## PROBLEM TO SOLVE
Rewrite the part of the rows below that opens with the line containing "trace the outline of every instance of the child's face" and closes with the line containing "393 523 L 421", both of those lines included, as a numbered list, leaving out any blank lines.

## EXTRACTED ENTRIES
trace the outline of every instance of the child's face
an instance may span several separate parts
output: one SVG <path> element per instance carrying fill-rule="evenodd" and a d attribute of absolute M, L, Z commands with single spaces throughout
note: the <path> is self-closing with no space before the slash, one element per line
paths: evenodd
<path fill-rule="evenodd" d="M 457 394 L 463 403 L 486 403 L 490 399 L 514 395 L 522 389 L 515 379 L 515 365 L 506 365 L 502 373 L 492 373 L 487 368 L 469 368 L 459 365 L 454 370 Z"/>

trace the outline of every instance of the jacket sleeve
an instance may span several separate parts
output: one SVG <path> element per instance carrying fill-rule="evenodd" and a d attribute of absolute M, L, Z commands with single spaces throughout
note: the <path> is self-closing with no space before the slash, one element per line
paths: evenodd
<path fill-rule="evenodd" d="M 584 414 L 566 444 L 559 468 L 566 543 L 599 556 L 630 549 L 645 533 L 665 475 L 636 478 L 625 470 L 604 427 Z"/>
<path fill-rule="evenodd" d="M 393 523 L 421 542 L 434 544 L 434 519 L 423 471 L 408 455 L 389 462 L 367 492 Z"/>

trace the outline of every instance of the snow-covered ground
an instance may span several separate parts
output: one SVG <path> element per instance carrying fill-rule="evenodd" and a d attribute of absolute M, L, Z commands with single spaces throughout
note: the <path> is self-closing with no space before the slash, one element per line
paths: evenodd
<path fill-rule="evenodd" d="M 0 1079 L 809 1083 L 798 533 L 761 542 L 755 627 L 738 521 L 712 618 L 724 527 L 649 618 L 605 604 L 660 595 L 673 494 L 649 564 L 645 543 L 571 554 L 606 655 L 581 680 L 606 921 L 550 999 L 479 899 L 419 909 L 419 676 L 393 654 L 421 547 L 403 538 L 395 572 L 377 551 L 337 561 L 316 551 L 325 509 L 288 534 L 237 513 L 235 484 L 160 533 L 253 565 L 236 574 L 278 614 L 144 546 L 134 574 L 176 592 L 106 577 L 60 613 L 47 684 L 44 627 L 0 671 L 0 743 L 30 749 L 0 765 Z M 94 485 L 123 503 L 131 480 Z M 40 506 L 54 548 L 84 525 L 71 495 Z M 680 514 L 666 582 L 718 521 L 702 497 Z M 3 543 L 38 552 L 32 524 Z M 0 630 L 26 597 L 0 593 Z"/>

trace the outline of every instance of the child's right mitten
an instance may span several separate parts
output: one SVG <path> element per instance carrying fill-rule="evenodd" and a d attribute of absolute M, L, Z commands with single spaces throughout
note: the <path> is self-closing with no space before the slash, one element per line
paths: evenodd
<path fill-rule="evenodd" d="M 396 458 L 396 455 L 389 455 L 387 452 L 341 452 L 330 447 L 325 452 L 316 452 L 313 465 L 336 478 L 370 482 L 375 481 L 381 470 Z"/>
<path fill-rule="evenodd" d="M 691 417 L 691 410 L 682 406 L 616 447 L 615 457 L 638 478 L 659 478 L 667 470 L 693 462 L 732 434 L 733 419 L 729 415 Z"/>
==
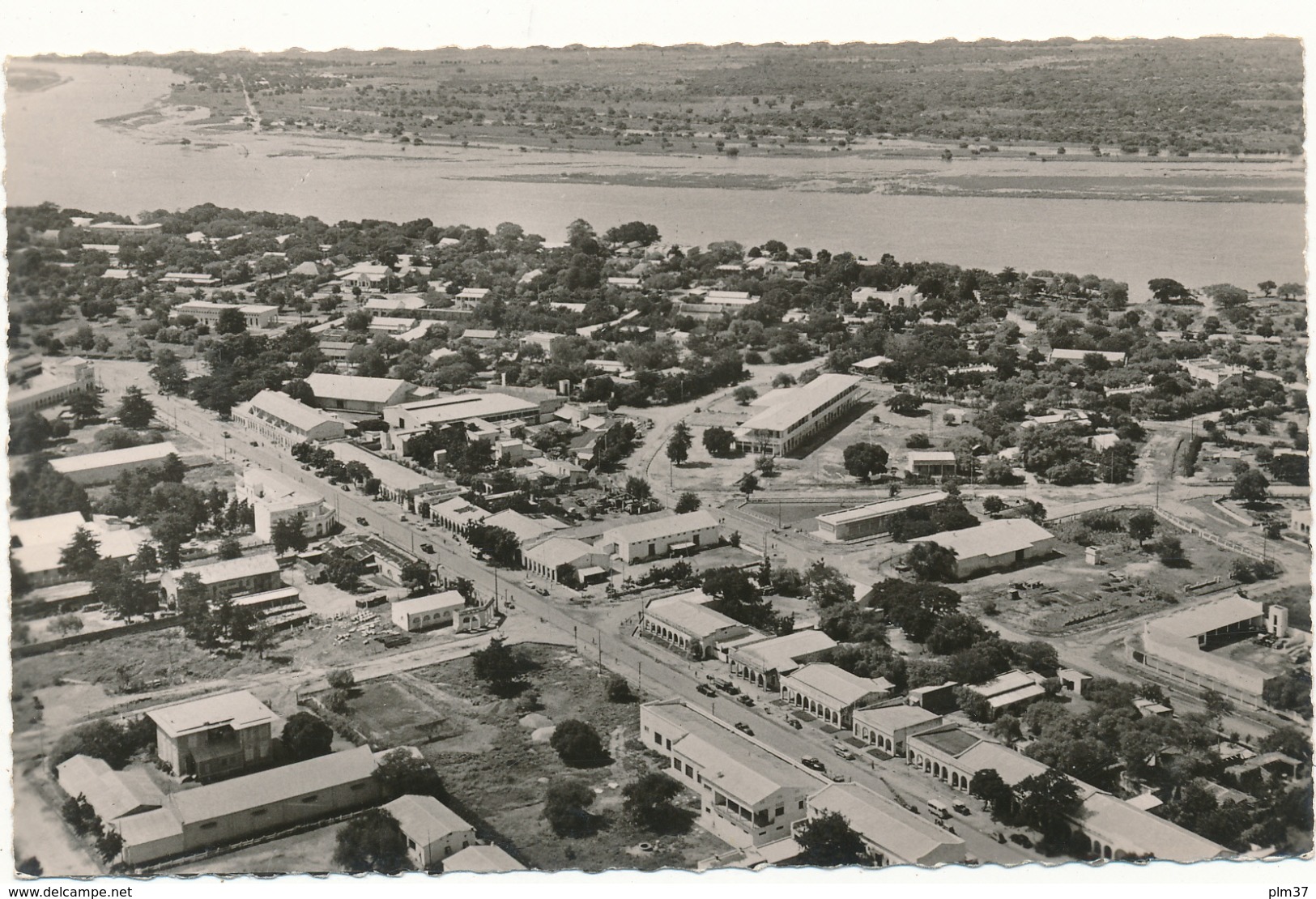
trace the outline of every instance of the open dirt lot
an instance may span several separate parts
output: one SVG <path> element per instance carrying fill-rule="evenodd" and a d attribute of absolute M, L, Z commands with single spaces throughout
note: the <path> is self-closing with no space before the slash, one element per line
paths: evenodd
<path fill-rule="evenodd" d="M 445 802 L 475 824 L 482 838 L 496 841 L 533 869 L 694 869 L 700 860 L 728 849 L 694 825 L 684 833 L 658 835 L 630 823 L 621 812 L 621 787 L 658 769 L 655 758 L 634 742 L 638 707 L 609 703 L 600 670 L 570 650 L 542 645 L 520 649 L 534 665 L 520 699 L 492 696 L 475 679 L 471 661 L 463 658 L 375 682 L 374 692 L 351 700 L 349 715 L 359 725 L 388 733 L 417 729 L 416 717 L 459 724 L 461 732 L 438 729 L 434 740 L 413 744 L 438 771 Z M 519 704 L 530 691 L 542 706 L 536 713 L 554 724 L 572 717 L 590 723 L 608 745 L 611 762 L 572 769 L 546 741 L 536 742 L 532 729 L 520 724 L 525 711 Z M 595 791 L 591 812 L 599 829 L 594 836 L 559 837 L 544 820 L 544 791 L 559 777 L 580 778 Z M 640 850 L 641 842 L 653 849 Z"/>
* * *
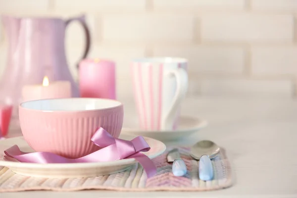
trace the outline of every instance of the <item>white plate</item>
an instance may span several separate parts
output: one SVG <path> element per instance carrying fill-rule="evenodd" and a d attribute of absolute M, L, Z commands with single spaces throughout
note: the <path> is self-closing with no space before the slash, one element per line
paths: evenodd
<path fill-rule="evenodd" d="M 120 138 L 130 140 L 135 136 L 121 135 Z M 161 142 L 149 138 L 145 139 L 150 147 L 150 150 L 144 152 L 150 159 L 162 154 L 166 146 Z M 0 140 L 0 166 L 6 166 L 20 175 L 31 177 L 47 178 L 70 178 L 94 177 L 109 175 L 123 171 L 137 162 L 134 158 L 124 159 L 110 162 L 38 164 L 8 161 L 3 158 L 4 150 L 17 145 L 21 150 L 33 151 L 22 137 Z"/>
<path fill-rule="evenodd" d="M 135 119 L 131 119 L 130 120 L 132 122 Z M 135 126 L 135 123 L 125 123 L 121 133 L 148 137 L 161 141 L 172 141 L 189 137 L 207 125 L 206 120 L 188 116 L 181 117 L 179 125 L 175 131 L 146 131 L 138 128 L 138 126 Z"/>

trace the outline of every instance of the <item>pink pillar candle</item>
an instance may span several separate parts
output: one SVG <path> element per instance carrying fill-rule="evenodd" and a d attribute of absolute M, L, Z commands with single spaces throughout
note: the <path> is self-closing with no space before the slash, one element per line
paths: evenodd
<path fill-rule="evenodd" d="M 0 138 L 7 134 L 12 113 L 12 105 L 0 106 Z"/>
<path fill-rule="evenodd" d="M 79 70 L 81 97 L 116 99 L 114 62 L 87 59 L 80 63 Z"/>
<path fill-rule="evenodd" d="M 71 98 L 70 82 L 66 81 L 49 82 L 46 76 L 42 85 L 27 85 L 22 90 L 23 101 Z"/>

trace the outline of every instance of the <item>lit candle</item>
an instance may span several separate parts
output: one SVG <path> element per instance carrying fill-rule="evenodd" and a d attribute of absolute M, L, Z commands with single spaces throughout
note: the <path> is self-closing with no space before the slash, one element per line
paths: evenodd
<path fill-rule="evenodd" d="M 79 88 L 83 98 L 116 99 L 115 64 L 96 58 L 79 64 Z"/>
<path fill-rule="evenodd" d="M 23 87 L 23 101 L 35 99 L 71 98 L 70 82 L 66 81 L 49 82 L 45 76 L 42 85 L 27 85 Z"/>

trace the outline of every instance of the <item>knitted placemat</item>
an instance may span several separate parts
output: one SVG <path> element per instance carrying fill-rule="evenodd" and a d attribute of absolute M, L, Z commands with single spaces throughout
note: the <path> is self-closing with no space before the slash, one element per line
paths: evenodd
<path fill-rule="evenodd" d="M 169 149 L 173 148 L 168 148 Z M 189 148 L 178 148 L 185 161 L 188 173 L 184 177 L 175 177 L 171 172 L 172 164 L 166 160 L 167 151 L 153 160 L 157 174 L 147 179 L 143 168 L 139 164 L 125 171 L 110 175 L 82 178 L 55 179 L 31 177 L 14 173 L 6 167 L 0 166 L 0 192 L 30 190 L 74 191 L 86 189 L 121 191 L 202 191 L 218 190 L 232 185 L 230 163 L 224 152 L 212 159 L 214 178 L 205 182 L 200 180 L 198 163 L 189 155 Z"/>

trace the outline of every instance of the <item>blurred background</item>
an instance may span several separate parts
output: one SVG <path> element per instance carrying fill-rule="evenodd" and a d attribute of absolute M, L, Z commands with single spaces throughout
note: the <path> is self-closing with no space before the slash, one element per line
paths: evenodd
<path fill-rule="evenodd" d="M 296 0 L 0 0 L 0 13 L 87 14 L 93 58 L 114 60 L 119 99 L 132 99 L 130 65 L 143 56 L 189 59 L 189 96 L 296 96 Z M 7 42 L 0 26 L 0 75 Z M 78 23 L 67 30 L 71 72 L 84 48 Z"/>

## RESULT FOR THIS TASK
1. trace the outline of every instance of the child's face
2. an instance may span several separate parts
3. output: one SVG <path> element per instance carrying fill-rule="evenodd" and a d attribute of absolute M, L, Z commands with single spaces throughout
4. note: the <path> is self-closing with no space before the slash, one element per line
5. paths: evenodd
6. <path fill-rule="evenodd" d="M 457 394 L 463 403 L 486 403 L 490 399 L 514 395 L 522 389 L 515 379 L 515 365 L 506 365 L 502 373 L 492 373 L 487 368 L 469 368 L 459 365 L 454 370 Z"/>
7. trace the outline of every instance of the jacket sleeve
8. an instance may span several separate parts
9. output: one SVG <path> element per instance carrying fill-rule="evenodd" and a d attribute of absolute M, L, Z commands with single spaces throughout
10. note: the <path> is self-closing with no space before the slash, one element per line
11. paths: evenodd
12. <path fill-rule="evenodd" d="M 584 414 L 566 444 L 559 468 L 566 543 L 599 556 L 630 549 L 645 533 L 665 475 L 636 478 L 625 470 L 604 427 Z"/>
13. <path fill-rule="evenodd" d="M 393 523 L 421 542 L 434 544 L 434 519 L 423 471 L 408 455 L 389 462 L 367 492 Z"/>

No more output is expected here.